TEKS TERPILIH:
***
Mukjam Ramadan
Kala Birahi Umar Bin Khattab Tak Terbendung dan Dimaafkan di Bulan Ramadan
Menahan nafsu makan-minum adalah perihal berat, namun menahan nafsu syahwat duniawi adalah perihal TERBERAT lain.
Penulis: Thamzil Thahir | Editor: Sakinah Sudin
Ramadan di masjid karena itu sudah menjadi ketetapan Allah (hududullah) dan Allah tahu konskuensi cobaan Syahwat "Ramadan"
baca referensi Rafasa lainnya;
https://thamzil.wordpress.com/2021/04/16/5-frasa-birahi-diperkenalkan-pertama-kali-di-ayat-puasa-ramadan/
Di periode awal keRasulan Muhammad SAW, Alquran memperkenalkan kata birahi (rafasa) dalam kosa kata langsung, dan dengan frasa jahiliyah; jimak, basarah (menatapnya dengan nafsu) , atau qaraba (mendekati) Jimak (bersenggama).
***
DATA YANG DIBERIKAN:
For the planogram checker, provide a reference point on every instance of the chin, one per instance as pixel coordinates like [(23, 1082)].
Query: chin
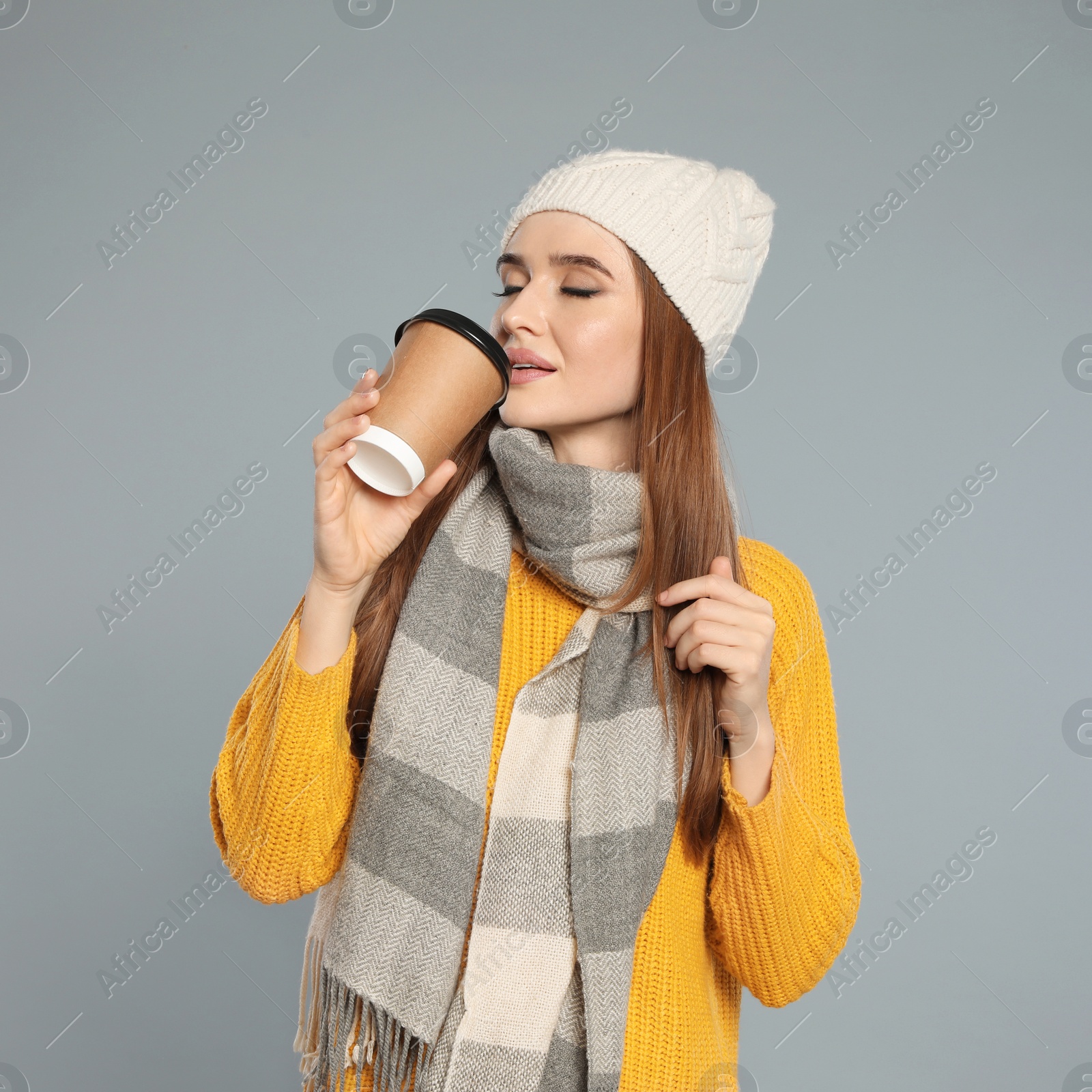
[(521, 412)]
***
TUGAS DIKERJAKAN:
Jawab pertanyaan berikut berdasarkan teks terpilih.
(a) Siapa editor teks ini?
(b) Menahan nafsu apa yang disebut sebagai perihal TERBERAT lain?
(c) Kata apa yang disebut diperkenalkan Alquran untuk birahi?

JAWABAN:
(a) Sakinah Sudin
(b) Nafsu syahwat duniawi
(c) Rafasa